SUPPLIED PASSAGE: Begin
Despite all the myth, hype and hoopla, there is one very basic difference between soy candles and paraffin candles: fossil fuel.
Paraffin candles comes from crude oil during the production of lubricating oils. It produces carcinogens and soot when burned. In fact, one air quality researcher stated that the soot from a paraffin candle contains many of the same toxins produced by burning diesel fuel.
Soy candles is derived from the processing of soybean oil. Micheal Richard, the inventor of soy wax, tested different natural plant waxes and finally ended up with a vegetable wax which was made with partially hydrogenated soy oil, coconut oil and palm oil. He also blended beeswax with soy wax to make an economical natural soy wax candle.
The obvious answer to why soy candles are better than paraffin candles is that one product is derived from sustainable resources (soy), whereas the other is derived from limited resources (fossil fuels).
It is a myth that soy candles do not produce any soot, although as a rule, that soot is not the black soot we find with paraffin wax candles. Whenever you have combustion of any type (the burning of a fuel), you get a certain amount of by-product carbon, whether it is detected by the human eye or not. However, the simple carbon exposure to soy candle soot is the equivalent to the exposure you would have to something cooking on your stove in cooking oil. Negligible.
Why use soy wax in candles? Again, the answer is simple. Soy is a natural, sustainable resource, limited only by the amount of vegetable matter we can produce. Soy candles are also a favorite of environmentally conscious consumers. Made from American-grown soybeans, it's a biodegradable, renewable resource.
SUPPLIED PASSAGE: End
- [PROBLEM SET]
(a) Switch "palm oil" to "rapeseed oil" and reproduce the soy candle text, everything from "Soy candles is" down to "soy wax candle.".
(b) For each statement, say whether it agrees with the soy candle text, and quote the words of the text that decide it: (i) paraffin candles come from crude oil; (ii) soy candles produce no soot at all; (iii) the inventor of soy wax blended beeswax with soy wax.
(c) According to the soy candle text, what is the obvious reason soy candles are better than paraffin candles?
EXCERPTED RECORDS: Begin
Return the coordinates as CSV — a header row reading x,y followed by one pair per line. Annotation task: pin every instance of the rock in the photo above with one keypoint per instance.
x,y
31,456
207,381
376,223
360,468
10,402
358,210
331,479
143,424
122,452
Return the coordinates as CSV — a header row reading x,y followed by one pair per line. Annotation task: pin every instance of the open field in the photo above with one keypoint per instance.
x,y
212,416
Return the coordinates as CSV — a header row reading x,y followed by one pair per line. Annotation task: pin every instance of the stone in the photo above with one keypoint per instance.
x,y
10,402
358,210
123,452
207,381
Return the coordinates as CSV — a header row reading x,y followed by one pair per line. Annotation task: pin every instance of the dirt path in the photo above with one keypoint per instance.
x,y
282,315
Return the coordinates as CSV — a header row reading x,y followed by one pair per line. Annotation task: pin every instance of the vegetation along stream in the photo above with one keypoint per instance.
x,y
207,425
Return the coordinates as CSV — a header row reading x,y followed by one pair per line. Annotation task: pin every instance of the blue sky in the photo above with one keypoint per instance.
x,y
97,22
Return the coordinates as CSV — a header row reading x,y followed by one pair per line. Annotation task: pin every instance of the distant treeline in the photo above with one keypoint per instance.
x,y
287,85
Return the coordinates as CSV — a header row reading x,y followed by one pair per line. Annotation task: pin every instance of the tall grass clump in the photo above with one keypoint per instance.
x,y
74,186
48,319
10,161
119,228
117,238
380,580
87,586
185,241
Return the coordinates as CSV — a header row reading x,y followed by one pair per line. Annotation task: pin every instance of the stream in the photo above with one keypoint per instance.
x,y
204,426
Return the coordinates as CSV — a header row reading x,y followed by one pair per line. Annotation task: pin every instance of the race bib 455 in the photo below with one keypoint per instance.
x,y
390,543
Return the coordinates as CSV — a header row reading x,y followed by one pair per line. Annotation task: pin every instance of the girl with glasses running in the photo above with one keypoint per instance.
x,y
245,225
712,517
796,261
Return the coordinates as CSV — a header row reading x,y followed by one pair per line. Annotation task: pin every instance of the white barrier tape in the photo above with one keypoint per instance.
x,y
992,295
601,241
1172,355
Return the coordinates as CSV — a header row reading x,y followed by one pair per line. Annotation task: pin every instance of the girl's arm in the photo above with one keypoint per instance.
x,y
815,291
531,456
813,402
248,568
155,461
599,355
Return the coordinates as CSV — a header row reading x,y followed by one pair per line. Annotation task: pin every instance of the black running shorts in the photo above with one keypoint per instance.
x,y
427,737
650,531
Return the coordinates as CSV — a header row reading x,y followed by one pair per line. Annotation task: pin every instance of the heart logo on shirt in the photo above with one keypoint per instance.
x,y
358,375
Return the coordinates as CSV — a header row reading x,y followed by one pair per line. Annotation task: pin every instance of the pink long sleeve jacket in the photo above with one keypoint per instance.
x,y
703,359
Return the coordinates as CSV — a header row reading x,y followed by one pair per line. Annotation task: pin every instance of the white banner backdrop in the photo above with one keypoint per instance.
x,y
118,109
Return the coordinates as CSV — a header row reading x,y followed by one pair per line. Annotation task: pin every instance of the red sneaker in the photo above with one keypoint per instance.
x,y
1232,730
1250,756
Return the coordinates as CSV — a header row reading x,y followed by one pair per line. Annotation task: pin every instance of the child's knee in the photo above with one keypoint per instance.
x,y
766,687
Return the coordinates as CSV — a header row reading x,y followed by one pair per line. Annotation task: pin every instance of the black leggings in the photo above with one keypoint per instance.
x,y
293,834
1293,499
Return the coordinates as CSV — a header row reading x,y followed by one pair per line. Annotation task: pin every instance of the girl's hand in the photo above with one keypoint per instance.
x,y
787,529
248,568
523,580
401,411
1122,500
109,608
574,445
EXCERPTED RECORDS: End
- [REPLIES]
(a)
Soy candles is derived from the processing of soybean oil. Micheal Richard, the inventor of soy wax, tested different natural plant waxes and finally ended up with a vegetable wax which was made with partially hydrogenated soy oil, coconut oil and rapeseed oil. He also blended beeswax with soy wax to make an economical natural soy wax candle.

(b)
(i) Yes: "Paraffin candles comes from crude oil during the production of lubricating oils."
(ii) No: "It is a myth that soy candles do not produce any soot"
(iii) Yes: "He also blended beeswax with soy wax to make an economical natural soy wax candle."

(c) Soy candles come from sustainable resources, namely soy. Paraffin candles come from limited resources, namely fossil fuels.